A minha aventura começa quando estava
no sofá a pensar num sinónimo de “puta” (para colocar num email
dirigido a uma operadora telefónica sobre uma senhora sua comercial)
quando os meus olhos batem nos caixilhos da janela que sempre me
tinham parecido brancos, comprei-os como sendo brancos, facto
explícito numa factura de 2006 mas que, naquele momento se
verificavam em absoluto na cor bege. Mas um bege que parecia preferir
ser castanho. Um bege com mais problemas de identidade que eu.
Juntei a essa evidência um outro facto
que me pareceu de certa forma relacionado: na semana passada o meu
melhor amigo estava de passagem por Lisboa e pediu-me guarida por uma
noite. Fomos, naturalmente, jantar juntos e quando chegámos a casa
abri o sofá cama, dei-lhe uma toalha limpa e fui dormir pois tenho
trabalhado como se este fosse o meu último ano de trabalho e
quisesse trabalhar o mais possível pois para o ano era já a reforma
para sempre e não fosse eu ter saudades de trabalhar. Espero que me
tenha feito entender.

EXCERTO DOS DADOS |

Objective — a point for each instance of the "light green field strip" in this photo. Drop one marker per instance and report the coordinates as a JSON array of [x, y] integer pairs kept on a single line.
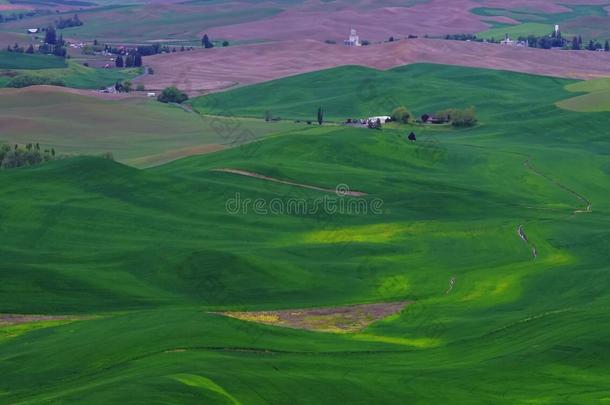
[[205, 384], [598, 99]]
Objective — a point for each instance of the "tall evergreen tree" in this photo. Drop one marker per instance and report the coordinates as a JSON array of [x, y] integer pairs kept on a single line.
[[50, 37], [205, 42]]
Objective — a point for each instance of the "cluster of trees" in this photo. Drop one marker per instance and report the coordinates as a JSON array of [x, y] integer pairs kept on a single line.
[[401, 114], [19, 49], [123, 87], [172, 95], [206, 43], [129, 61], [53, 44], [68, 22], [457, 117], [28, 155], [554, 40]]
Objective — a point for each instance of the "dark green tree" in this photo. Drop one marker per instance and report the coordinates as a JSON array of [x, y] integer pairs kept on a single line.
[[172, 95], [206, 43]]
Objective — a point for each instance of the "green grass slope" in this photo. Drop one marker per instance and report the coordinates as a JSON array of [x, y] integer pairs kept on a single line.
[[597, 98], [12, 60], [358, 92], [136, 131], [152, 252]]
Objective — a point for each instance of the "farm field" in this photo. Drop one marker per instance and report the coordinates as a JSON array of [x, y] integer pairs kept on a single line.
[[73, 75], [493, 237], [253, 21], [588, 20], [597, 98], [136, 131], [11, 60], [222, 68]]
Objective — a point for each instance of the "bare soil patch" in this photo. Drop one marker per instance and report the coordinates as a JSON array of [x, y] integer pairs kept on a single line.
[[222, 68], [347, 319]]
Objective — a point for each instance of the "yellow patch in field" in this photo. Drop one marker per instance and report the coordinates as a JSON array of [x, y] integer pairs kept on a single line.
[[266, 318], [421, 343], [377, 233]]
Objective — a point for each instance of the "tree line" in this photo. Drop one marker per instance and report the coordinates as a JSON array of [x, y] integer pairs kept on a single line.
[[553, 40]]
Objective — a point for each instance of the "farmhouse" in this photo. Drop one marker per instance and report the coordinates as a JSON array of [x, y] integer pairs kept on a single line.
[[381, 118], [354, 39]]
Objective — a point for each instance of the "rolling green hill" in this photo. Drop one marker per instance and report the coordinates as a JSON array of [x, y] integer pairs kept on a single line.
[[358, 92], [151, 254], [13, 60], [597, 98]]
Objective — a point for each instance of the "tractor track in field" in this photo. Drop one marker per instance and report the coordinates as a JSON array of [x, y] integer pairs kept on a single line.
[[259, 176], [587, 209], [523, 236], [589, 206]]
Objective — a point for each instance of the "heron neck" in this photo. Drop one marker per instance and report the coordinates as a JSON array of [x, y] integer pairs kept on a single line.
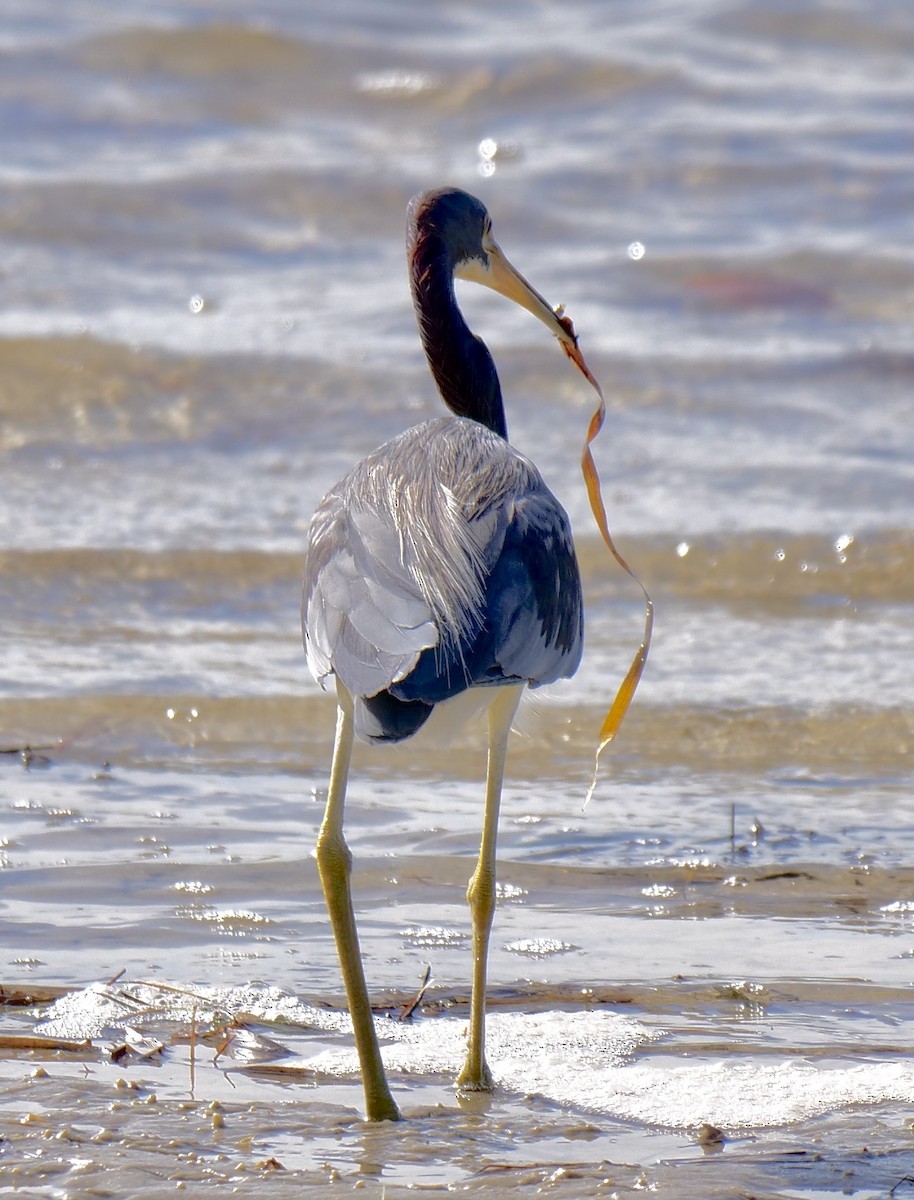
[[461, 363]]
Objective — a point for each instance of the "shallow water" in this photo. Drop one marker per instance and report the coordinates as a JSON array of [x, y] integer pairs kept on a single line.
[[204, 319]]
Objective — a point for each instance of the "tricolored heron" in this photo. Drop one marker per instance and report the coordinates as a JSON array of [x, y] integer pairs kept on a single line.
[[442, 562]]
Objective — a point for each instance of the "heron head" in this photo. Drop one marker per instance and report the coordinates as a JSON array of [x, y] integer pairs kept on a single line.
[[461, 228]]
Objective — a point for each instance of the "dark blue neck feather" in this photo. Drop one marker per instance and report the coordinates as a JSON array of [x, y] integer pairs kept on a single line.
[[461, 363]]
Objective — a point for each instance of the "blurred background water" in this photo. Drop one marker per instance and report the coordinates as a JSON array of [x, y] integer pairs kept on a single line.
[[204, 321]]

TAREFAS OBRIGATÓRIAS |
#1 No relato dos caixilhos da janela, de que ano é a factura onde consta que os caixilhos eram brancos?
#2 Diz se cada afirmação concorda com o relato dos caixilhos da janela, respondendo sim ou não e citando as palavras do relato que o decidem: (a) os caixilhos foram comprados como sendo brancos; (b) o melhor amigo dormiu num quarto de hóspedes; (c) o email era dirigido a uma operadora telefónica.
#3 Prossegue o relato dos caixilhos da janela a partir da última frase.
As linhas não têm qualquer relação com o relato dos caixilhos da janela.

OS RESULTADOS |
#1 De 2006.

#2
(a) Sim: "comprei-os como sendo brancos".
(b) Não: "abri o sofá cama".
(c) Sim: "dirigido a uma operadora telefónica".

#3
Portanto no dia seguinte fui trabalhar
da forma que mencionei (desenfreadamente) e quando à noite meti a
chave na porta e por consequência a abri, julguei estar já na onda
das alucinações por cansaço. A minha casa estava irreconhecível.
Não tinha roupa suja pelos cantos, por exemplo. A loiça estava
lavada. As antigas crostas de gordura e restos de comida que poisavam
sobre a superfície do fogão tinham desaparecido. O cotão que dava
aos rodapés um charme de western americano estaria certamente no
mundo nublado do cotão agora tão distante do meu.
Primeiro, como disse, pensei que
estaria a delirar. Mas essa certeza rapidamente deu lugar a outra
verdade: o meu amigo passou HORAS a limpar-me a casa. No fundo
passou-me um atestado de porca janada que nem pessoas sabe receber.
Embora tenha certamente despendido um
dia para tal tarefa, felizmente ou infelizmente (já não sei) a sua
ira anti-javardice não chegou aos caixilhos beges, nem aos vidros,
nem de traz dos móveis, nem limpou a gaveta dos talheres por dentro,
enfim, esse tipo de coisa que as pessoas pouco higiénicas não fazem
(no fundo o porco é ele – what goes around comes around).
Resumindo – alguém tinha de limpar
essas minudências com merda acumulada de há anos. Resolvi,
portanto, googlar “groupon promoção limpezas domésticas” e eis
que se afigura um voucher pensado para a minha particular situação.
Ficou agendado para sábado às 9 da
manhã, que horror.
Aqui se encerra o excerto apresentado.